» Sobre a tarefa:
Edite a passagem da resenha que se inicia com as palavras contendo "Muito se fala" e se encerra em "pressão do Estado.", trocando "Romênia" por "Bulgária", e apresente o trecho resultante.

» Trecho do documento:
-*-*-
Muito se fala sobre as ditaduras militares que assolaram o mundo no século XX. De Mussolini a Pinochet temos amplas possibilidades de abordagem, trazendo retratações das lutas contra tais governos ou das opressões sofridas por eles. Em Quod Erat Demonstrandum nosso olhar se volta para a Romênia de Ceausescu, um regime comunista autoritário em plena Guerra Fria. A obra, contudo, se destaca por trazer o comum, uma visão sobre a vida de determinados indivíduos que sofrem com a passiva e constante pressão do Estado.

A trama é simples. Um gênio, professor de matemática, está frustrado com os constantes vetos, por parte do governo, em ter suas teses publicadas. Já nos meados de seus trinta anos, Sorin Parvu (Sorin Leoveanu), ainda não conseguiu seu doutorado e teme ter sua carreira para sempre estagnada. Burlando as amarras do sistema ele acaba publicando, nos EUA, através de um amigo, uma de suas teses. Tal fato, contudo, não passa despercebido pelas autoridades que passam a vigiar o professor esperando para um próximo deslize dele. Para isso utilizam as pessoas mais próximas à sua volta, inclusive Elena Buciuman, por quem é apaixonado. Elena, por sua vez, deseja se mudar para a França e reencontrar com seu marido.

O que mais nos chama a atenção no longa-metragem é a sua evidente monotonia. Definitivamente não é um filme fácil de ser assistido, mas essa característica conta com um forte valor narrativo. Assistimos a vida pacata de um grupo de pessoas, indivíduos que simplesmente sobrevivem dia após dia com pouca comida, diversão e até mesmo motivações. É um sistema lento e mesmo a mais simples das requisições pode demorar anos nas mãos burocratas do governo. Quod Erat Demonstrandum utiliza uma linguagem realista aos nos oferecer essa visão e, com atores ainda amadores, consegue nos passar uma distinta sensação de não estarmos vendo personagens e sim pessoas que, de fato, passam por aqueles problemas de seu dia-a-dia.
-*-*-
» Material de origem:
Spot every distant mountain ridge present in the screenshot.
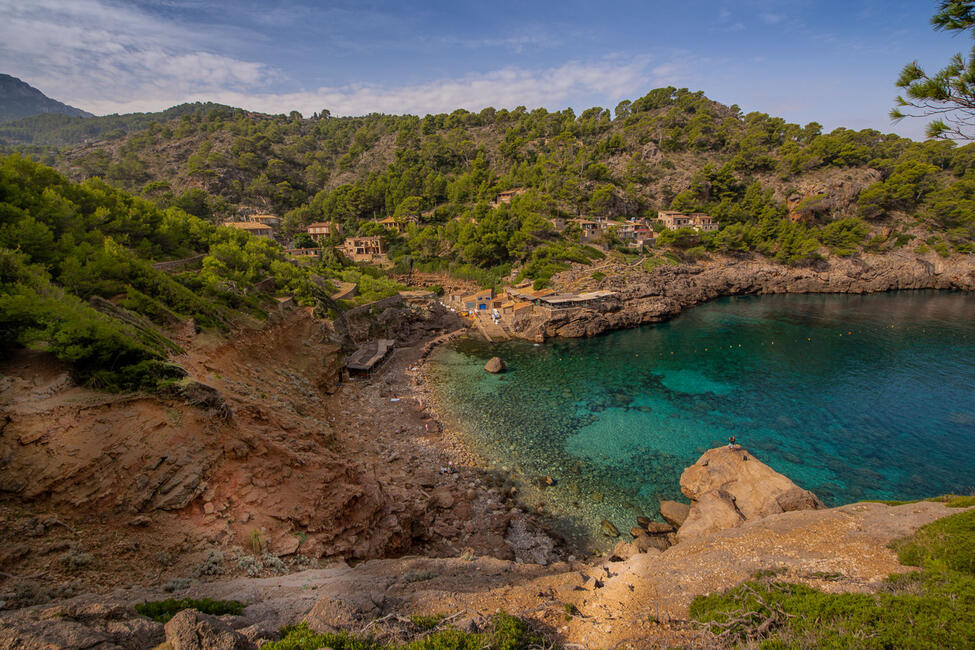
-*-*-
» Solução a seguir:
Muito se fala sobre as ditaduras militares que assolaram o mundo no século XX. De Mussolini a Pinochet temos amplas possibilidades de abordagem, trazendo retratações das lutas contra tais governos ou das opressões sofridas por eles. Em Quod Erat Demonstrandum nosso olhar se volta para a Bulgária de Ceausescu, um regime comunista autoritário em plena Guerra Fria. A obra, contudo, se destaca por trazer o comum, uma visão sobre a vida de determinados indivíduos que sofrem com a passiva e constante pressão do Estado.